Material for the task:
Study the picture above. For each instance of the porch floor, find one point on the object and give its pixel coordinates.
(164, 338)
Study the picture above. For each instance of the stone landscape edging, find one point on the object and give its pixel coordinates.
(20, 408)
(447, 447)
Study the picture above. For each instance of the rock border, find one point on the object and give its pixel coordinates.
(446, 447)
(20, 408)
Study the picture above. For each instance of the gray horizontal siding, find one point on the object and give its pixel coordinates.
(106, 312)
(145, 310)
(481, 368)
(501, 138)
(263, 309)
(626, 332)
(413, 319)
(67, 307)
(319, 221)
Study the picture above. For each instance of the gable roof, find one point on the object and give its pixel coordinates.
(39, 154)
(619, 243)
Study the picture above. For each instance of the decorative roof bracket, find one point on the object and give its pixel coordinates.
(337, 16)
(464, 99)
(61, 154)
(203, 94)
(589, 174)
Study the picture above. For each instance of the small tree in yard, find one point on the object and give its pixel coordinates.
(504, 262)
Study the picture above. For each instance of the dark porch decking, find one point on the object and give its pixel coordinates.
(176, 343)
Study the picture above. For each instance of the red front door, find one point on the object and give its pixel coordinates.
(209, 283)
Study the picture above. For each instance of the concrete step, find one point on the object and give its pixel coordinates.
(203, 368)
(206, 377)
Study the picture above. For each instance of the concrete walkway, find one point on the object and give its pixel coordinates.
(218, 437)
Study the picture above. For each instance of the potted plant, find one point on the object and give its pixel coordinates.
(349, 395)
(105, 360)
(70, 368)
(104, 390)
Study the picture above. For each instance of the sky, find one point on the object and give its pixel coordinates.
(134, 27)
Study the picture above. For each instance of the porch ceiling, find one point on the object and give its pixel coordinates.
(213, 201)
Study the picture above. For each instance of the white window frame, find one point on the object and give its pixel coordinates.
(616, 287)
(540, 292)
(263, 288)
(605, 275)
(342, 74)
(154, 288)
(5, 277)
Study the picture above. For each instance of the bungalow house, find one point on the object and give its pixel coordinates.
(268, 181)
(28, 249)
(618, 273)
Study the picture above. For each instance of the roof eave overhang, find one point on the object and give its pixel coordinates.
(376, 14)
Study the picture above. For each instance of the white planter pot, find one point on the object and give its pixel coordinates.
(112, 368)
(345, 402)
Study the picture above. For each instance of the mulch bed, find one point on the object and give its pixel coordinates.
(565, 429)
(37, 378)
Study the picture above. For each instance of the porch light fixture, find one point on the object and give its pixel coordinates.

Request:
Look above for the line containing "Study the picture above. For each instance of the small", then transcribe it and all lines after it through the last, exactly and with nothing else.

Task answer:
Study the picture above. For each instance of the small tree in yard, find one point on the object and give its pixel coordinates.
(504, 262)
Study the picture above. For each instance of the dark porch decking, find one point on the object and give its pixel coordinates.
(176, 343)
Study the picture above. For each instance of the red front door, find one point on the object and give its pixel coordinates.
(209, 283)
Study the picture above. For each instance of the concrete step, find one point on the object and give its pixel coordinates.
(203, 368)
(206, 377)
Study the picture above. For each instance of the concrete walkway, find one point on the object and give its pixel coordinates.
(218, 437)
Study the picture above. For each instance of the potted plant, find one point on the object and give its pixel coordinates.
(349, 395)
(105, 360)
(70, 368)
(104, 390)
Study the picture above. For each instance of the sky, find one point on the object and give its pixel coordinates.
(134, 27)
Study the picture above. For each instance of the porch ceiling, find one point on the object and give its pixel coordinates.
(213, 201)
Study the picture above. For each instance of the white window frame, find one point on the object and give its pixel coordinates.
(616, 287)
(540, 292)
(263, 288)
(605, 275)
(342, 74)
(154, 288)
(5, 277)
Study the picture above. For each instance of the bungalow house, find one point on the object and give its pixel coordinates.
(268, 181)
(28, 249)
(618, 273)
Study the picture above. For each instance of the roof eave overhang, find one point on the object and give its pixel coordinates.
(376, 14)
Study the picture above. For each instance of the white planter pot, find one point on the object and give its pixel coordinates.
(112, 368)
(345, 402)
Study the picture above. For each instance of the mulch bed, find one point on the object and give its pixel coordinates.
(565, 429)
(37, 378)
Study the picture above. For each instance of the porch light fixture, find one point on the object and give its pixel coordinates.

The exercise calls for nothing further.